Data entries:
[START]

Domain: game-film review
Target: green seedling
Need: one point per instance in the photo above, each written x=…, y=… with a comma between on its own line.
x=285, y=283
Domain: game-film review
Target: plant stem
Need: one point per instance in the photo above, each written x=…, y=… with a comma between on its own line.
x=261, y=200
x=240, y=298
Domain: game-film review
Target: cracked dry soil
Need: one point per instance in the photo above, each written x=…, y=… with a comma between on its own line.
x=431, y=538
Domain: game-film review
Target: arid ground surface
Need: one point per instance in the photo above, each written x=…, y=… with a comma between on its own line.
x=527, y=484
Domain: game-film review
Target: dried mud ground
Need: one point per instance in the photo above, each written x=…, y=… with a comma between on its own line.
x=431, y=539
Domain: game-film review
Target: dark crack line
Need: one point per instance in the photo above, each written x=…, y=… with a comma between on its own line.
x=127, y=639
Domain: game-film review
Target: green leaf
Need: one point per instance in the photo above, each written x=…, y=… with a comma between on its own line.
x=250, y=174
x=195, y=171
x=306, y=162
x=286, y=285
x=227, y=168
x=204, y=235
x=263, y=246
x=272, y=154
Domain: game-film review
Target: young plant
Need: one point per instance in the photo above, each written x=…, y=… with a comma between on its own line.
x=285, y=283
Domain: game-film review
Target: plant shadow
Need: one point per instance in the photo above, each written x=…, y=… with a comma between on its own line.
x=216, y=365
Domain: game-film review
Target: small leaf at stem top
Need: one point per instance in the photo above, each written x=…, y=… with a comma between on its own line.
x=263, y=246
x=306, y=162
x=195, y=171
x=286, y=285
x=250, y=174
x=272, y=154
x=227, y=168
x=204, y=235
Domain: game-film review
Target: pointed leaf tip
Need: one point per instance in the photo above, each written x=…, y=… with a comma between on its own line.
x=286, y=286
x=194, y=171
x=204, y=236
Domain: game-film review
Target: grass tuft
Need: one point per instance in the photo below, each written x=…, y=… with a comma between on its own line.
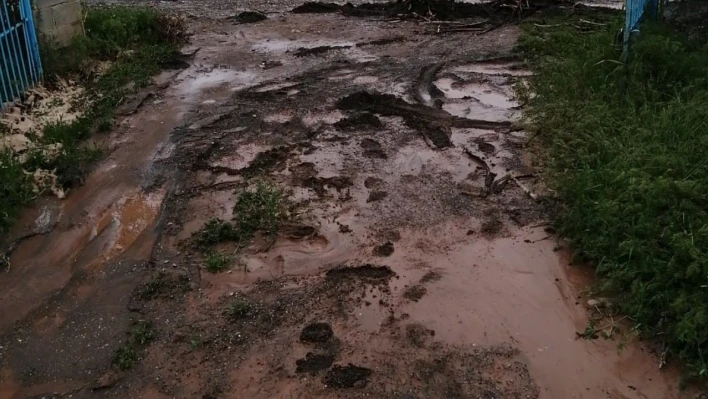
x=215, y=262
x=263, y=208
x=141, y=335
x=137, y=42
x=240, y=309
x=625, y=150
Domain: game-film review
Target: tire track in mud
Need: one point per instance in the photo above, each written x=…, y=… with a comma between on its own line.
x=421, y=276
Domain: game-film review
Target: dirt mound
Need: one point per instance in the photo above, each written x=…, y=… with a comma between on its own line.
x=366, y=272
x=433, y=123
x=266, y=161
x=415, y=293
x=312, y=363
x=383, y=249
x=316, y=332
x=364, y=120
x=308, y=51
x=316, y=7
x=377, y=195
x=248, y=17
x=349, y=376
x=372, y=149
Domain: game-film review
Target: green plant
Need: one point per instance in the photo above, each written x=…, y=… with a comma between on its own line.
x=241, y=308
x=215, y=262
x=625, y=149
x=141, y=335
x=137, y=42
x=195, y=341
x=214, y=232
x=263, y=208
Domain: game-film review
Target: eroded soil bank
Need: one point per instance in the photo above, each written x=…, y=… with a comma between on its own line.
x=418, y=267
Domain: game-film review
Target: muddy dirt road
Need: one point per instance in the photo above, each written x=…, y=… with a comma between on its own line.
x=414, y=265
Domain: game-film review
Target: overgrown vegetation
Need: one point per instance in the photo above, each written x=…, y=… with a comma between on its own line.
x=263, y=208
x=241, y=308
x=163, y=286
x=215, y=262
x=626, y=151
x=141, y=335
x=136, y=43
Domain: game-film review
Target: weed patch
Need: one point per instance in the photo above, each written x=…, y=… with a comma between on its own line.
x=263, y=208
x=215, y=262
x=240, y=309
x=136, y=43
x=625, y=149
x=141, y=335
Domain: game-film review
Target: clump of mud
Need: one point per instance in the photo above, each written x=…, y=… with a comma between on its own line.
x=312, y=363
x=415, y=293
x=266, y=161
x=430, y=277
x=248, y=17
x=492, y=226
x=383, y=250
x=366, y=272
x=350, y=376
x=377, y=195
x=372, y=149
x=316, y=7
x=364, y=120
x=316, y=332
x=418, y=335
x=308, y=51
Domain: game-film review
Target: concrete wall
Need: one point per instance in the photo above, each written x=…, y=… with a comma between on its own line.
x=58, y=20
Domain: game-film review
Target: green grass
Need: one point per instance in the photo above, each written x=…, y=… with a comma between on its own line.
x=137, y=42
x=240, y=309
x=626, y=151
x=262, y=208
x=141, y=335
x=215, y=262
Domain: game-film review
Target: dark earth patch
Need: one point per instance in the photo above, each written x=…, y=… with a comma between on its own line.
x=383, y=250
x=372, y=149
x=415, y=293
x=312, y=363
x=377, y=195
x=248, y=17
x=316, y=332
x=365, y=272
x=364, y=120
x=308, y=51
x=349, y=376
x=418, y=335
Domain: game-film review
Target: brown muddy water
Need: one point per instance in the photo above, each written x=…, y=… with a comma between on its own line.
x=428, y=272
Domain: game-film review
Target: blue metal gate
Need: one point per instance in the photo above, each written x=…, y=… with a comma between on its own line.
x=20, y=65
x=635, y=10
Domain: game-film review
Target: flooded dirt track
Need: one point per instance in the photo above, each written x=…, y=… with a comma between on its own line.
x=417, y=264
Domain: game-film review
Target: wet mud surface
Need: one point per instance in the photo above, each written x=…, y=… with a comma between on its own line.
x=417, y=266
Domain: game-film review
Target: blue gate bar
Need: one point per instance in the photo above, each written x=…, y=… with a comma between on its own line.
x=634, y=11
x=20, y=64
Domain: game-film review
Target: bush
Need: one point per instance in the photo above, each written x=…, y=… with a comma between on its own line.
x=626, y=150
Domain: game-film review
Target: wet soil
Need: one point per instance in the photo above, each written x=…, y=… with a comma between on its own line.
x=473, y=302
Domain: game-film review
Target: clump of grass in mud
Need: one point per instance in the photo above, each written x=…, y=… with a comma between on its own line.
x=137, y=42
x=141, y=335
x=215, y=262
x=625, y=149
x=240, y=309
x=263, y=208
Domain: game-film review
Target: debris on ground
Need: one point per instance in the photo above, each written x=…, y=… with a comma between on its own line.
x=248, y=17
x=316, y=332
x=350, y=376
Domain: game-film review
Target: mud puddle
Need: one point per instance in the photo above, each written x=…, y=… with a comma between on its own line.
x=413, y=263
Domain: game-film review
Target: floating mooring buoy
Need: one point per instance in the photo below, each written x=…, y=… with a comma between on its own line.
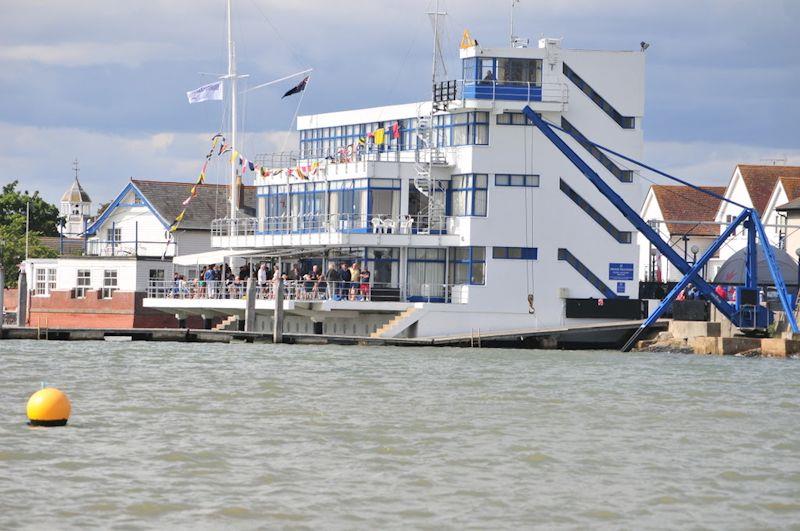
x=48, y=407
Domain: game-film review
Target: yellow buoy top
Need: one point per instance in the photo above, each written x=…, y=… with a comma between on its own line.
x=48, y=407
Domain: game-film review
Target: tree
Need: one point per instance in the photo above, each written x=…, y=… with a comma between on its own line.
x=44, y=216
x=12, y=247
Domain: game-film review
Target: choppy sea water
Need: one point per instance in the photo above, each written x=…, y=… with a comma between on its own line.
x=167, y=435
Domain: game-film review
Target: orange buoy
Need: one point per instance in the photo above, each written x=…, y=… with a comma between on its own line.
x=48, y=407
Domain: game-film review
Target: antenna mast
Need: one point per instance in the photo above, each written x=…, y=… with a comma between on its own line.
x=232, y=77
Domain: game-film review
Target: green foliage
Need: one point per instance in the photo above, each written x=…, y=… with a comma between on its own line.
x=44, y=216
x=12, y=246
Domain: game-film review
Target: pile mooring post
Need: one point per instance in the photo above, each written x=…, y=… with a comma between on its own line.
x=250, y=309
x=277, y=328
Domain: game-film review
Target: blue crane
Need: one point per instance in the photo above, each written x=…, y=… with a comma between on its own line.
x=747, y=313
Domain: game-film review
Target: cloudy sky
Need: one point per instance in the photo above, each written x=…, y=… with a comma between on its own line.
x=105, y=81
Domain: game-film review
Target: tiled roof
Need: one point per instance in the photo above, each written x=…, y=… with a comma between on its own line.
x=211, y=202
x=760, y=181
x=683, y=203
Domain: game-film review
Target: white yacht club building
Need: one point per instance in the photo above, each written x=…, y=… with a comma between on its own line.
x=467, y=217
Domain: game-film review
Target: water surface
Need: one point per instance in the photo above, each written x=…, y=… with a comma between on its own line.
x=247, y=436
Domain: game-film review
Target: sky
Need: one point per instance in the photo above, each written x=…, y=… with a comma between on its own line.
x=105, y=81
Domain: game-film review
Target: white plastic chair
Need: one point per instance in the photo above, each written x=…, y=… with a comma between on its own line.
x=405, y=225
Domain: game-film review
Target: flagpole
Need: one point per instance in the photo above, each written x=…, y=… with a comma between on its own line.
x=232, y=77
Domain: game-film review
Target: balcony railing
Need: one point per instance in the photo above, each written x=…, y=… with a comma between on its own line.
x=96, y=247
x=330, y=223
x=306, y=291
x=512, y=90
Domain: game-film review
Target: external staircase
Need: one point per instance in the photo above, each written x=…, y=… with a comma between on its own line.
x=400, y=322
x=229, y=323
x=427, y=156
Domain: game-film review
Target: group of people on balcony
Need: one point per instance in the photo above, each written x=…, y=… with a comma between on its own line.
x=342, y=283
x=215, y=281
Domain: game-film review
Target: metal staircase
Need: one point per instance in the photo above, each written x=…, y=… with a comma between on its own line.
x=426, y=157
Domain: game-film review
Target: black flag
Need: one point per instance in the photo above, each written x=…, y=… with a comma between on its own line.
x=300, y=87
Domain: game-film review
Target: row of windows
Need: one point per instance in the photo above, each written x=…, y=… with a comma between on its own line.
x=503, y=70
x=503, y=179
x=515, y=253
x=455, y=129
x=468, y=194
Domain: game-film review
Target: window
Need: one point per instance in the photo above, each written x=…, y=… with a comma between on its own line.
x=515, y=253
x=109, y=283
x=114, y=235
x=83, y=283
x=513, y=118
x=519, y=71
x=468, y=265
x=155, y=277
x=468, y=194
x=505, y=179
x=40, y=284
x=44, y=282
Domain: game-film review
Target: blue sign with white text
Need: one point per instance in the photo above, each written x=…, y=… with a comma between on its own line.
x=620, y=271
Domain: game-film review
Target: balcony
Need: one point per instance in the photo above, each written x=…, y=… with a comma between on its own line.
x=529, y=92
x=333, y=229
x=96, y=247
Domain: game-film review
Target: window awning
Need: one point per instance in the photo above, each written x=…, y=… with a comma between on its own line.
x=214, y=257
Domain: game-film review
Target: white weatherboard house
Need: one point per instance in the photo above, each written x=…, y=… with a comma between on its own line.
x=682, y=216
x=467, y=217
x=137, y=221
x=763, y=188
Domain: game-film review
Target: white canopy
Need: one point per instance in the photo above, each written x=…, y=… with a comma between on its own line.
x=213, y=257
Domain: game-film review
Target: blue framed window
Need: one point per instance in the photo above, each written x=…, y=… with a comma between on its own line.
x=513, y=118
x=515, y=253
x=515, y=179
x=468, y=194
x=468, y=265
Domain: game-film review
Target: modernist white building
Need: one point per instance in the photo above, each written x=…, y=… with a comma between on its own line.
x=466, y=215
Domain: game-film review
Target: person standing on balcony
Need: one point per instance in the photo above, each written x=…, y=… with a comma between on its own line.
x=332, y=280
x=355, y=277
x=364, y=288
x=344, y=275
x=262, y=278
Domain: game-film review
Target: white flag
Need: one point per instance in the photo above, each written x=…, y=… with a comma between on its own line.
x=212, y=91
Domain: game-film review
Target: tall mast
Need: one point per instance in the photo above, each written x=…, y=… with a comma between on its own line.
x=232, y=77
x=511, y=32
x=435, y=46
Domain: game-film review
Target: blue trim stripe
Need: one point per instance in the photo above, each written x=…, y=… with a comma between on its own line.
x=620, y=236
x=626, y=122
x=625, y=176
x=585, y=272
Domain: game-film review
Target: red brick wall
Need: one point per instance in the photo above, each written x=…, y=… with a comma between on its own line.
x=123, y=310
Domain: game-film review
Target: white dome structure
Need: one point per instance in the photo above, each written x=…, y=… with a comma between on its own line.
x=733, y=270
x=76, y=206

[END]

Given problem →
Please output the data verbatim, from its first line through the line containing "x=240, y=298", including both.

Output of the exercise →
Domain: game-film review
Target: green seedling
Need: one point per instance in the photo above, each written x=…, y=… with a comma between on its own line.
x=285, y=283
Domain: game-film review
Target: plant stem
Need: one point per instance in the photo above, each written x=…, y=… with a comma between on its own line.
x=261, y=200
x=240, y=298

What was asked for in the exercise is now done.